### Problem A
What share of American men take a psychiatric medication, according to the essay on medicating women's feelings?
### Problem B
Continue the essay on medicating women's feelings, picking up after its final sentence.

··· Extract ···

Medicating Women’s Feelings? What Else Is New?
It's as sexist as it is timeless.
According to a piece in the New York Times that ran on Sunday, “at least one in four women in America now takes a psychiatric medication, compared with one in seven men.” While the number is certainly jarring (and cause for alarm), the idea of “medicating women’s feelings” as a way of managing them is hardly a new one, though it as sexist as it is timeless.
“Female hysteria” was once a medical diagnosis, specific to women’s mental health and temperament. The all-encompassing diagnosis was a one-size-fits-all approach to understanding and controlling the so-perceived messy minds of women, including emotional outbursts and sexuality. Given the “Good Old Boys Club” nature of ancient and modern medicine, it is hardly a surprise that sexist opinions were not only allowed to flourish, but guided most research, with dubious (and sometimes dangerous) remedies for treatment.
It’s no wonder that as we’ve come to embrace female sexual liberation in the aftermath of the women’s liberation in the form of first- and second-wave feminism, we are still quite unsure to do with the peskiness of a woman’s right to feel. The pushback on human expression is something experienced by both men and women, of course; male children are socialized that to know that “big boys don’t cry” from an early age.
Striving to have well-managed emotions and well-managed children, women are suffocated by the desire to prove that they are “okay.” That they can, in fact, “have it all,” without cracking. Locked into this idea that women are spoon-fed about “having it all” is the quiet notion that when a woman has it, she should be happy with it. And if she doesn’t have it, she should be ardent and brilliant in her strides toward it. And if she fails at either of these things, and if she emotes in any way that she’s been derailed by it, she’s wired wrong. (Read Liz Spikol’s essay about the different ways of dealing with those emotions.)
As women struggle to compete with male peers, one of the golden rules is to never cry at work. Tears, of course, are a sign of emotional sensitivity, weakness, and that a woman is “too emotional.”

··· Provided records ···

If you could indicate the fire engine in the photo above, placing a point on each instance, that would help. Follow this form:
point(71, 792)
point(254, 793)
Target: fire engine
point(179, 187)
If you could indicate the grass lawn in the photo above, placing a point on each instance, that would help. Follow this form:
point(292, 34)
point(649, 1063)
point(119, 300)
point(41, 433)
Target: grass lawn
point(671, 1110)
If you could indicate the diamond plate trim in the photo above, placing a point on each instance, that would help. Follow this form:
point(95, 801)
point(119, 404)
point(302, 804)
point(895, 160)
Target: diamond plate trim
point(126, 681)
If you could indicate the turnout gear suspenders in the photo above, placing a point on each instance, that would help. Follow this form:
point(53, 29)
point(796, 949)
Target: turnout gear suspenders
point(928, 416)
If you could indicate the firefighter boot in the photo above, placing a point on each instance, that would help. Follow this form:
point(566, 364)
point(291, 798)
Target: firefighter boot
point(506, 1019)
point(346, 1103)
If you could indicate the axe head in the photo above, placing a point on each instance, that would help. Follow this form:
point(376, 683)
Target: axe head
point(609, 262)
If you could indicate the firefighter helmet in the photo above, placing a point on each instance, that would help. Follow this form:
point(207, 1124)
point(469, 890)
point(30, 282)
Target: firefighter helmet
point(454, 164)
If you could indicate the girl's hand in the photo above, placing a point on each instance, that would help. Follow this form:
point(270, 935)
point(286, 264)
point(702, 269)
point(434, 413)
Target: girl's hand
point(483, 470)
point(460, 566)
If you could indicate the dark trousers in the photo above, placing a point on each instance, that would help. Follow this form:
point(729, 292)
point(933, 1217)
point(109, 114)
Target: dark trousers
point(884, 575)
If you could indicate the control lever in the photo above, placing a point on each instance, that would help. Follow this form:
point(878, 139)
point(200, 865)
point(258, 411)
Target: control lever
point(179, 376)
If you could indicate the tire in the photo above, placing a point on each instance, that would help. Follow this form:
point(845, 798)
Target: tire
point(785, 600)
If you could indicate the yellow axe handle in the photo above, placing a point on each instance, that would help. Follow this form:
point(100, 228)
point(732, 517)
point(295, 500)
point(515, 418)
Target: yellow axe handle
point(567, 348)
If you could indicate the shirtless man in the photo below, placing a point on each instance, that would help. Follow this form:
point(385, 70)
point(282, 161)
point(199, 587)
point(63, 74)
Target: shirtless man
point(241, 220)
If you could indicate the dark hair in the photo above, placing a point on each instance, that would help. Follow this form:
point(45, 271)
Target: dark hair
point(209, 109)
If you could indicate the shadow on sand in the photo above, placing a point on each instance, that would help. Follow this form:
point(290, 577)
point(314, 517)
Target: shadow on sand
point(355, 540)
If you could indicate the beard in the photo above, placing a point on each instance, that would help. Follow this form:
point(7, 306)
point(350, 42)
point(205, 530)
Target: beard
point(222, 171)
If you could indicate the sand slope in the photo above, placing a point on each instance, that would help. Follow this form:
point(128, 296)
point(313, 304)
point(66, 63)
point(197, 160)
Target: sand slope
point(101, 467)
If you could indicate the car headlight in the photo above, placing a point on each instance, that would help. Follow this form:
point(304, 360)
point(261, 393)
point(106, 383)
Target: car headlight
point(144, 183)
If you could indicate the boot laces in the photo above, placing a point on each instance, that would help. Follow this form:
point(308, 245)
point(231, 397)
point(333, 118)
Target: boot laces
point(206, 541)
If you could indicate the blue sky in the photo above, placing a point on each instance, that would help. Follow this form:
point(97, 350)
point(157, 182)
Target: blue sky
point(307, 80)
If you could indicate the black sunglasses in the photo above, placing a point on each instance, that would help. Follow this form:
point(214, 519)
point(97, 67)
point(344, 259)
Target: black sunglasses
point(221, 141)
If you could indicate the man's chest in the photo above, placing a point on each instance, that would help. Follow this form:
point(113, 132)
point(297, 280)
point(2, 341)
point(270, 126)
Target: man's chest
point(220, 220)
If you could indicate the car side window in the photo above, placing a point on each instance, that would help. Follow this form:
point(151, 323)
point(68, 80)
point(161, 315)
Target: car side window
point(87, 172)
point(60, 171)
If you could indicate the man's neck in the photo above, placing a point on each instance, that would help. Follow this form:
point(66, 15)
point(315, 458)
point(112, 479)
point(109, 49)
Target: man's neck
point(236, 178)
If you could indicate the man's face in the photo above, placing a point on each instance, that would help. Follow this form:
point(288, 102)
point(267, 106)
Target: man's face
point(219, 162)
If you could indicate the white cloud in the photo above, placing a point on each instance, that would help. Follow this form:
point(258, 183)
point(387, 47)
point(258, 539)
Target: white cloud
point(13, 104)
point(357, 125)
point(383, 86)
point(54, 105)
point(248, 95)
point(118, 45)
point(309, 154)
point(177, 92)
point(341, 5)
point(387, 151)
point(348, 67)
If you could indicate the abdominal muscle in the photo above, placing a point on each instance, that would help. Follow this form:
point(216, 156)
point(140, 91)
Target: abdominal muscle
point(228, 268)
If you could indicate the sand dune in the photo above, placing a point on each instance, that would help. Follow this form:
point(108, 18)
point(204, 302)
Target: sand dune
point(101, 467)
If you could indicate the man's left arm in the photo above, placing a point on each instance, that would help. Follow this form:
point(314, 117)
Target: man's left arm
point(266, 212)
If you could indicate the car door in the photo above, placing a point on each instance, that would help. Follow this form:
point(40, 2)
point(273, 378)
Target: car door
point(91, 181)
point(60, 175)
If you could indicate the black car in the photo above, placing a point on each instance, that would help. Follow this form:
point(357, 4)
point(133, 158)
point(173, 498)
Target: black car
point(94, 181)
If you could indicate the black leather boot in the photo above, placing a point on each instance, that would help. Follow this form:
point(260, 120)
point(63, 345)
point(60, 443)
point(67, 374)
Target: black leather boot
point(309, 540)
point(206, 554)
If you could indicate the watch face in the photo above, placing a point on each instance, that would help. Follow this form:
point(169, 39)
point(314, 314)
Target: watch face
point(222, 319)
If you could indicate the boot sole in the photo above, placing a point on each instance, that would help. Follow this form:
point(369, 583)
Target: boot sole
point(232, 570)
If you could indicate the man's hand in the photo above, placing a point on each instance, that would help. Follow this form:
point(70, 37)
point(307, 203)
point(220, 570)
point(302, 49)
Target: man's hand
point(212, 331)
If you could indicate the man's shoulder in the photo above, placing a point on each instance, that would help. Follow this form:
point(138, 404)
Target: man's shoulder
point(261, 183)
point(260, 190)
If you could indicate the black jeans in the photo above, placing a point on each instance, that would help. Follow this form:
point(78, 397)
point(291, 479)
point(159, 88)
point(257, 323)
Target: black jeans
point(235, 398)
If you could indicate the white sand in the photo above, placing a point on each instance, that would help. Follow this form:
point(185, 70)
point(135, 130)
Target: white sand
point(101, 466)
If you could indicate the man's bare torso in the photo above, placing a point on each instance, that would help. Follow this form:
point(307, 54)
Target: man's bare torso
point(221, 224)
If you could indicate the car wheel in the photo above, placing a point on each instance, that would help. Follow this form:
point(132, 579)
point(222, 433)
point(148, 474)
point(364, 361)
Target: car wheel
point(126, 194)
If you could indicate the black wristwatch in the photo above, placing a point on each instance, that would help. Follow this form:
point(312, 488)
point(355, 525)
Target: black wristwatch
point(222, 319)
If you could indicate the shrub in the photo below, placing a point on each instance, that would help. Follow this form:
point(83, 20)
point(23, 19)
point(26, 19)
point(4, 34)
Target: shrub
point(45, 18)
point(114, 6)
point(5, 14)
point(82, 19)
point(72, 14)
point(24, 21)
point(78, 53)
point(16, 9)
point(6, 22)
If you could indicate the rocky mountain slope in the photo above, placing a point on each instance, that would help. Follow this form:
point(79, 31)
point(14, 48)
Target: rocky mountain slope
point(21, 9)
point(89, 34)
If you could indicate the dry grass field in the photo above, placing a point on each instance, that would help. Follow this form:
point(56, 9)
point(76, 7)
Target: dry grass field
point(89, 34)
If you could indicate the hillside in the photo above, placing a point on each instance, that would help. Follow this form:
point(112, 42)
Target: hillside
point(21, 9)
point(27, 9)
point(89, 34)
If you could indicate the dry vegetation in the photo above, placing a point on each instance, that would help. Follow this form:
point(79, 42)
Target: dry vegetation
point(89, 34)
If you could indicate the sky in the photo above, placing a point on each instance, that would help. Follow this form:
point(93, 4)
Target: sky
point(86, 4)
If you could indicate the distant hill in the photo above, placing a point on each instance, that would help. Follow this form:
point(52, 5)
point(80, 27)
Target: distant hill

···

### Answer box A
One in seven.

### Answer box B
“Women who cried at work felt intense shame, embarrassment and disappointment in themselves,” writes Jenna Goudreau in her Forbes column titled, “Crying At Work, A Woman’s Burden.” “Moreover, many felt the crying had been incredibly damaging to their success, saying they’d lost promotions and even board seats.”
But of course, men are encouraged (and often do) show their emotions at work, though it’s usually labeled as “passion,” or the very worst “anger,” which is almost universally accepted as a rational emotion (and often rewarded). By contrast, a woman who expresses her emotions faces direct consequences that impact her standing in her career — emotive women are often seen as a liability.
“But at what cost?” posits Julie Holland, a New York psychiatrist who authored “Medicating Women’s Feelings” for the Times. “I had a patient who called me from her office in tears, saying she needed to increase her antidepressant dosage because she couldn’t be seen crying at work. After dissecting why she was upset — her boss had betrayed and humiliated her in front of her staff — we decided that what was needed was calm confrontation, not more medication.”
Both social- and work-oriented cultures have to be honest and accepting of the fact that human beings — both men and women — feel things, not all of which are pleasant or even manageable in the moment. That’s just part of life.